_GIVEN RECORDS_:
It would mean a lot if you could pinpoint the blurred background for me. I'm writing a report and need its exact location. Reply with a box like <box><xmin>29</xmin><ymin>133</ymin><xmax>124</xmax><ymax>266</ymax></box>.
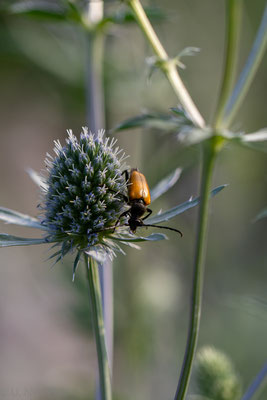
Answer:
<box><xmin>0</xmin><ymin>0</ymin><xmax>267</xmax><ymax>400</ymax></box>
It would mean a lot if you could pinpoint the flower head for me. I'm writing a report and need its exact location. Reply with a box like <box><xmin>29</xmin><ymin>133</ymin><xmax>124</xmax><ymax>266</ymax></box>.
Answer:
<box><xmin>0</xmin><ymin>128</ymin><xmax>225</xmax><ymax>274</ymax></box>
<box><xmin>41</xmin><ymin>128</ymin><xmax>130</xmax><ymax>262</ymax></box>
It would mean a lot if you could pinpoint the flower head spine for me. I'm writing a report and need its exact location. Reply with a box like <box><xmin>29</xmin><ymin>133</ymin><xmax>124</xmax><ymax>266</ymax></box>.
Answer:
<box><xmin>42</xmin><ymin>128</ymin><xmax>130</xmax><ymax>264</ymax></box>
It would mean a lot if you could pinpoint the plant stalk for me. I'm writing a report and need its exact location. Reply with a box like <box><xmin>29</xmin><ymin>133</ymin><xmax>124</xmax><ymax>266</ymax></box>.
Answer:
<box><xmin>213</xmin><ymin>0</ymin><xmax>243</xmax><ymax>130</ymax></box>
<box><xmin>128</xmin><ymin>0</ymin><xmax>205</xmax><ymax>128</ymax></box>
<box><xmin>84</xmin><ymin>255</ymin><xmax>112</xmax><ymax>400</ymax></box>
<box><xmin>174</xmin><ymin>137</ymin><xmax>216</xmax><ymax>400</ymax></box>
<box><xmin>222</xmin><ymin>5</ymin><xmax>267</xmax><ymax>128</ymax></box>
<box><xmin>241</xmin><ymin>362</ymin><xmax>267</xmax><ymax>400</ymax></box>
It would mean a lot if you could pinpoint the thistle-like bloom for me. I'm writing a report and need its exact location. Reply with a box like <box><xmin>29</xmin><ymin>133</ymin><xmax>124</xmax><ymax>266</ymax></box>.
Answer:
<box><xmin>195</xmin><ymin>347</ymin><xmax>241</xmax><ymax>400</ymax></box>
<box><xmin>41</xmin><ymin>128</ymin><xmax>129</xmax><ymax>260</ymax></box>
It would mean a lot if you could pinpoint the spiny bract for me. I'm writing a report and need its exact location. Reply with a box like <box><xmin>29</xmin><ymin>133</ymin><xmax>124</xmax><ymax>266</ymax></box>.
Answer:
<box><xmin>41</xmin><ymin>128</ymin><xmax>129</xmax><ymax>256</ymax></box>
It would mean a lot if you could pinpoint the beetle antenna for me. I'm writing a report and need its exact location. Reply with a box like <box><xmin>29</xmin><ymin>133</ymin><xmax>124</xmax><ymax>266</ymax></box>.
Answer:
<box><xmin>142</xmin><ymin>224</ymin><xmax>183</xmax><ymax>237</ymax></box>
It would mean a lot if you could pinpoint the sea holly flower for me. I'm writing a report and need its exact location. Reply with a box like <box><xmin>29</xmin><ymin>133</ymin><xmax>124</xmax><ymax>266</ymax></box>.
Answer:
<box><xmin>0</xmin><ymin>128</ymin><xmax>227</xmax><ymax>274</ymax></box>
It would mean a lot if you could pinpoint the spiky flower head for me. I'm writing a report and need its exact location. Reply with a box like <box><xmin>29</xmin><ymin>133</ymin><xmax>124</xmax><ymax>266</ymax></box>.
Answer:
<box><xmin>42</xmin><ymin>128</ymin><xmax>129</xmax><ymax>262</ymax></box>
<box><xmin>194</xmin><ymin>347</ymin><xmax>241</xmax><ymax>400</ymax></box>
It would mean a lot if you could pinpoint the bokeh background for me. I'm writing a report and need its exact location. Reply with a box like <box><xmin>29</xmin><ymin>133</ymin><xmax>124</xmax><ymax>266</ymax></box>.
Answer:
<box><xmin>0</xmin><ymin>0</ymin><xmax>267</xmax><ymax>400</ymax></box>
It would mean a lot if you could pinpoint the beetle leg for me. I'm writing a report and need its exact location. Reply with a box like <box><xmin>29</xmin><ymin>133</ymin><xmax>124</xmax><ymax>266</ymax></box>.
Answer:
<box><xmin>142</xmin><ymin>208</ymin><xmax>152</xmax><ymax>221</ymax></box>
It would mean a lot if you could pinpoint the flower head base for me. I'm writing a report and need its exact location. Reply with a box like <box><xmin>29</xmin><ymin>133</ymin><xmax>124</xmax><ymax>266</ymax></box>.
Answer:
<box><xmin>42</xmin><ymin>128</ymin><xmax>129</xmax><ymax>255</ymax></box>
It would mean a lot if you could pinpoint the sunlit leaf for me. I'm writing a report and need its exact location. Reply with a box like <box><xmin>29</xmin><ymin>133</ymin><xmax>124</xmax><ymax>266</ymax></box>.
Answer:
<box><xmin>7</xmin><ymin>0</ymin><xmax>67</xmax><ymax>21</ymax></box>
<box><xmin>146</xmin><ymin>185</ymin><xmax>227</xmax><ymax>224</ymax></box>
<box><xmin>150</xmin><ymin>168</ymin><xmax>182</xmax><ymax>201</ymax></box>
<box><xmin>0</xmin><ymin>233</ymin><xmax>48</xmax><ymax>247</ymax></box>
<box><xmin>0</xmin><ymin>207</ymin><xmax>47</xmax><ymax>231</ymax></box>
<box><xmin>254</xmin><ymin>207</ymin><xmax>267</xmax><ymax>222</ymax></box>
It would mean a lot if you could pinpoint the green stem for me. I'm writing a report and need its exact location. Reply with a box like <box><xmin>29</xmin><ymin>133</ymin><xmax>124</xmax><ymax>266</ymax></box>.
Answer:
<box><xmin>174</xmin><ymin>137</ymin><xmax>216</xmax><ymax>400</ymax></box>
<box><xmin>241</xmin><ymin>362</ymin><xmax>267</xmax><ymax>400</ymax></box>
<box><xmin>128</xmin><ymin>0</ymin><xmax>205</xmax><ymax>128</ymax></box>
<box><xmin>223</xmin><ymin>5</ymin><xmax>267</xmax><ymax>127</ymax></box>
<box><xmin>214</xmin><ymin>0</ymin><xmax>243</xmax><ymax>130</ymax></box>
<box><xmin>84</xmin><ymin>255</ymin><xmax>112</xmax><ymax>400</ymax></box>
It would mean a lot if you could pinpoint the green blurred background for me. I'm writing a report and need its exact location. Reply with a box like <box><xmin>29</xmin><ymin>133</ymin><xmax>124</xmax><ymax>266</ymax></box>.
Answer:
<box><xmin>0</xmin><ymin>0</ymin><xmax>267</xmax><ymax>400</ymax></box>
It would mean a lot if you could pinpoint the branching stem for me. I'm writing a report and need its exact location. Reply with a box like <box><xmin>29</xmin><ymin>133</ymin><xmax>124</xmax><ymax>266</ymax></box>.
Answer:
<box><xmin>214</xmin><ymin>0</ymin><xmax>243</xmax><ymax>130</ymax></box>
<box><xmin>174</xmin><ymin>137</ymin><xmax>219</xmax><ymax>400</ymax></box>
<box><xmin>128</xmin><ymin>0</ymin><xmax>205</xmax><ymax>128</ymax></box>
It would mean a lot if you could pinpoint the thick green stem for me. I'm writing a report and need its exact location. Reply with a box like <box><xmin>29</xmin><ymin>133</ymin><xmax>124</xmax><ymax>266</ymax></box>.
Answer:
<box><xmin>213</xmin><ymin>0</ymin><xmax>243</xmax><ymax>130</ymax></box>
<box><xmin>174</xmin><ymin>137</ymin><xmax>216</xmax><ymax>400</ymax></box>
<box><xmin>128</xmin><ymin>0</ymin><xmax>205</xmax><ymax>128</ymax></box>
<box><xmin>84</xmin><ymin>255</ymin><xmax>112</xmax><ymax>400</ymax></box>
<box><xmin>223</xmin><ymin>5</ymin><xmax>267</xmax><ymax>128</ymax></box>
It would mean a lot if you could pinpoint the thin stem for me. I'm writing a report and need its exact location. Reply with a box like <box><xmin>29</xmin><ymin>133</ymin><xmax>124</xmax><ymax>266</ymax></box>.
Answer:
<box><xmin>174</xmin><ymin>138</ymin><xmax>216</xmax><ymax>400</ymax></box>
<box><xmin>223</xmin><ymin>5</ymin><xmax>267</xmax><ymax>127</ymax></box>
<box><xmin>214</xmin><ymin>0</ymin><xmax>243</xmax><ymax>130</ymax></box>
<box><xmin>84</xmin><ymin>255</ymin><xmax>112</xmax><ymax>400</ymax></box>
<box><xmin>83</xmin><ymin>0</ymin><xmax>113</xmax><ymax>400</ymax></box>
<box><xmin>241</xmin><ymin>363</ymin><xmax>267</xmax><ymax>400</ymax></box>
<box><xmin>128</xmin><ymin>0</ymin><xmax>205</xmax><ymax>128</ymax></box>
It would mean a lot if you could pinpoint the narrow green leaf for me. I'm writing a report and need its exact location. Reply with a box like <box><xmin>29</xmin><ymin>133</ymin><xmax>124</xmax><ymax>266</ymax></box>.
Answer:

_WHAT TO WORK ON_:
Reproduce the data from the line containing "It would mean a lot if you could pinpoint the narrow" through the end of the data, inclusive, swapping "narrow" for "slender" and leaving everything else unchanged.

_THE RESPONSE_:
It would mean a lot if you could pinpoint the slender green leaf for me. I'm writing a report and need its exact location. Reply with a box like <box><xmin>29</xmin><ymin>133</ymin><xmax>124</xmax><ymax>266</ymax></box>.
Answer:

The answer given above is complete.